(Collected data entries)

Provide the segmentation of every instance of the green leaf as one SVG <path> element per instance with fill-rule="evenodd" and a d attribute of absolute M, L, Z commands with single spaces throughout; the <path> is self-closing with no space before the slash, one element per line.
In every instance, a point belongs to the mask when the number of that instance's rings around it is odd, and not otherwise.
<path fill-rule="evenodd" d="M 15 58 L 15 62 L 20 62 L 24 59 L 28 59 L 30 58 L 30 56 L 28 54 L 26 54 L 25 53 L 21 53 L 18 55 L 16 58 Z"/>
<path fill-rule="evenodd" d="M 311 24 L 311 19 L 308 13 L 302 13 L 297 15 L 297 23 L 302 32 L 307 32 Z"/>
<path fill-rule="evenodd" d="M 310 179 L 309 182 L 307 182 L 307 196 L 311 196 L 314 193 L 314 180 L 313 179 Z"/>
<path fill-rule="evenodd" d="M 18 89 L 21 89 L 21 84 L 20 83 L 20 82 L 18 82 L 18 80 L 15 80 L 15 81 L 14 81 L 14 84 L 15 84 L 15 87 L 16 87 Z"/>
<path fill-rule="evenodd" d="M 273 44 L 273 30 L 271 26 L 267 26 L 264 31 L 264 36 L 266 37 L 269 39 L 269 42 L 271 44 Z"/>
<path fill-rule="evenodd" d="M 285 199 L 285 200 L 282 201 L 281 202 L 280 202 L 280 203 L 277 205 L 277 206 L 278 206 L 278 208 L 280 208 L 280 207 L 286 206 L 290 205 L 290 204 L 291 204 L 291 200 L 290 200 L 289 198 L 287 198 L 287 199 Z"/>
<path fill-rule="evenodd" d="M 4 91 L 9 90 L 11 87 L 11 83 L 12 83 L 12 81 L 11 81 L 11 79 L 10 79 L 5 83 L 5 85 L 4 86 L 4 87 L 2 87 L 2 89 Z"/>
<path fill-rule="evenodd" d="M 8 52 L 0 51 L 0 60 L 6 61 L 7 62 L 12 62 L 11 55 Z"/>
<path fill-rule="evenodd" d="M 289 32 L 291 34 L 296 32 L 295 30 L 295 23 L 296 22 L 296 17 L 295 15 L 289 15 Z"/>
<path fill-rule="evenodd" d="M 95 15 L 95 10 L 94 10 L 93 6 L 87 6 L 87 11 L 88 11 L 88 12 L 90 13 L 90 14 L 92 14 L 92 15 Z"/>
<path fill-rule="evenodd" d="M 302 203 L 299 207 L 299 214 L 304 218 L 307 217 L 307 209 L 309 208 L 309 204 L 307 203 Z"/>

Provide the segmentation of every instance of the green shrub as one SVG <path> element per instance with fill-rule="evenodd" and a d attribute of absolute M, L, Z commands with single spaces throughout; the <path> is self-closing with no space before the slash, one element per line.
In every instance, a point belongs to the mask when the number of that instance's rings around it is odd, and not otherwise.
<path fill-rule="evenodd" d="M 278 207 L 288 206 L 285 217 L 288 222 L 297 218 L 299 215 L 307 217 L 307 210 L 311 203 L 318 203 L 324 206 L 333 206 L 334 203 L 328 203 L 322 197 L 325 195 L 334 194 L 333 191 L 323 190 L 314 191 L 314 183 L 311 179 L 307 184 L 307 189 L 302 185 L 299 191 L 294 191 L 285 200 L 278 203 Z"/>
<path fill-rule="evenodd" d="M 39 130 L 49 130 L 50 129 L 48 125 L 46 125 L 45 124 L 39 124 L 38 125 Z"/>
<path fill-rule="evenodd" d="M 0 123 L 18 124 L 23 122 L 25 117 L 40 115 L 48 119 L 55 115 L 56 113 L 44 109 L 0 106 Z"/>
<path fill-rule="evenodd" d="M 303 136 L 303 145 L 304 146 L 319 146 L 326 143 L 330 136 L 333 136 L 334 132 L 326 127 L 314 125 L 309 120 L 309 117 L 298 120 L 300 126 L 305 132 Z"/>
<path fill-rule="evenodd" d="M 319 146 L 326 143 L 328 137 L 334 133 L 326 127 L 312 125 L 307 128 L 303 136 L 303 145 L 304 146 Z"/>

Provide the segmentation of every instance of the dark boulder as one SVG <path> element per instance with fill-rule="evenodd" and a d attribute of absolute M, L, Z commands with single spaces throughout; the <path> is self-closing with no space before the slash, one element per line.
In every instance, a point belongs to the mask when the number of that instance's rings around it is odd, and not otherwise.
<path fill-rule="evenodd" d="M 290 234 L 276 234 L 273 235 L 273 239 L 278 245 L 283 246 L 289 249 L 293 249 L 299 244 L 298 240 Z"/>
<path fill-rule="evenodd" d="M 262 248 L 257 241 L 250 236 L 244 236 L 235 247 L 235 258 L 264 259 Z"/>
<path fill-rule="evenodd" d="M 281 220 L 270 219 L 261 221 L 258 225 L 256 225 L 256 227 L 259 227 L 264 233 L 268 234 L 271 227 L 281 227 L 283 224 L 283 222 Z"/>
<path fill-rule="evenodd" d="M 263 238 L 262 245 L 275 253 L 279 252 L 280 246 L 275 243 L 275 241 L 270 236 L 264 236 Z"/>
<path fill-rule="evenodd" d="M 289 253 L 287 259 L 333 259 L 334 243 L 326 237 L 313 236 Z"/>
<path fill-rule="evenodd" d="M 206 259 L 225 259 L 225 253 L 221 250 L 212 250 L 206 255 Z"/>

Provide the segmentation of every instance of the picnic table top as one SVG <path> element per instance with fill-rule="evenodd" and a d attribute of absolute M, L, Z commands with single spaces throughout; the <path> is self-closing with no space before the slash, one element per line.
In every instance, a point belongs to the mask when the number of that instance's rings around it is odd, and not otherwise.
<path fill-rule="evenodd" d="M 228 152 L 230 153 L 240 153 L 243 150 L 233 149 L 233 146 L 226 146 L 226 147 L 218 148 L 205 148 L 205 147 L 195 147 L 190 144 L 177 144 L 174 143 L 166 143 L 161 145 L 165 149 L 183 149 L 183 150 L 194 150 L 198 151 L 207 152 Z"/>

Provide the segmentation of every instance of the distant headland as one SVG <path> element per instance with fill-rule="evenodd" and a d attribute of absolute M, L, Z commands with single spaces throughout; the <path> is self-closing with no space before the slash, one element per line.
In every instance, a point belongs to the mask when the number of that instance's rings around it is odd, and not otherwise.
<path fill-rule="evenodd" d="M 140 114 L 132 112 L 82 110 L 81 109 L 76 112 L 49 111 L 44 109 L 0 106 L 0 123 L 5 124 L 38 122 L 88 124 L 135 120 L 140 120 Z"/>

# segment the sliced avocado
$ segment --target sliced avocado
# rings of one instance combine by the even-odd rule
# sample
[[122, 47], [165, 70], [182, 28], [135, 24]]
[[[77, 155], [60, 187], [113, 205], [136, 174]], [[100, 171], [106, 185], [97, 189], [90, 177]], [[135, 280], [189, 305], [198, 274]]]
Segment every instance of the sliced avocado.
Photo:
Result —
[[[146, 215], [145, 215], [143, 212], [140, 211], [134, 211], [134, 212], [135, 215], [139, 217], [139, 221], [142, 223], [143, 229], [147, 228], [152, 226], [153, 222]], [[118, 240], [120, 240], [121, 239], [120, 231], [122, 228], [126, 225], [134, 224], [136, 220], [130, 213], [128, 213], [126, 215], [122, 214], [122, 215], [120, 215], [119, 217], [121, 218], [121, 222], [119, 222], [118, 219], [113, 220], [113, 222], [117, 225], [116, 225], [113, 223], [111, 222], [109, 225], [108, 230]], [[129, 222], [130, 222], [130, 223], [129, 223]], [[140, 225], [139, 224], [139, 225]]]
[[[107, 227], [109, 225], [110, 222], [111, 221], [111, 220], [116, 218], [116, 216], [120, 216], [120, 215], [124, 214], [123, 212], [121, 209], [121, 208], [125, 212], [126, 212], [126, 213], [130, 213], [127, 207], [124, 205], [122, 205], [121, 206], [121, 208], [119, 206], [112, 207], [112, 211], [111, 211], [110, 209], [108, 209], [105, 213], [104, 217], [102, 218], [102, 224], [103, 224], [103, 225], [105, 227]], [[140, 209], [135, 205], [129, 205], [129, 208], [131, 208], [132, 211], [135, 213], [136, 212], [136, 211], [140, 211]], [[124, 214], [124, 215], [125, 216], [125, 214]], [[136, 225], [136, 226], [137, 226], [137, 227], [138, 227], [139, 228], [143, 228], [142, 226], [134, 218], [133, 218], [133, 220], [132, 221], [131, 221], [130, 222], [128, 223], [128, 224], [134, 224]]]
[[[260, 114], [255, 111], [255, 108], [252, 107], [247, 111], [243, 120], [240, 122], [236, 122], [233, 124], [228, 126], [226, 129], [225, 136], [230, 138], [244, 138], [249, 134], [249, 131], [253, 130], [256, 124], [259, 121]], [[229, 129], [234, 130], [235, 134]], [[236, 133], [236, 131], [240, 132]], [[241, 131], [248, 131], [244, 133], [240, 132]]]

**WRITTEN REQUEST**
Repeat the lines of the data above without any change, starting at the line that contains "Provide the segmentation of every instance of the picnic" and ending after the line that contains "140 114 L 132".

**PROBLEM SOLUTION**
Provide the segmentation of every instance of the picnic table top as one SVG <path> element per instance with fill-rule="evenodd" and a d attribute of absolute M, L, Z commands with single spaces throughout; the <path> is self-closing with no space before the slash, one element per line.
In every instance, a point belongs to the mask when the number of that instance's rings around it is odd, and not otherwise.
<path fill-rule="evenodd" d="M 228 152 L 230 153 L 240 153 L 243 150 L 233 149 L 233 146 L 226 146 L 226 147 L 218 148 L 205 148 L 205 147 L 195 147 L 190 144 L 177 144 L 174 143 L 166 143 L 161 145 L 165 149 L 183 149 L 183 150 L 194 150 L 198 151 L 207 152 Z"/>

Provide the segmentation of every instance of the distant headland as one SVG <path> element per instance with fill-rule="evenodd" and a d attribute of absolute M, L, Z commands with single spaces throughout; the <path> is self-closing with no space before the slash, one element per line.
In every instance, a point belongs to the mask when the number of that instance's rings around it is odd, and not otherwise.
<path fill-rule="evenodd" d="M 140 114 L 132 112 L 82 110 L 81 109 L 76 112 L 49 111 L 44 109 L 0 106 L 0 123 L 5 124 L 38 122 L 88 124 L 135 120 L 140 120 Z"/>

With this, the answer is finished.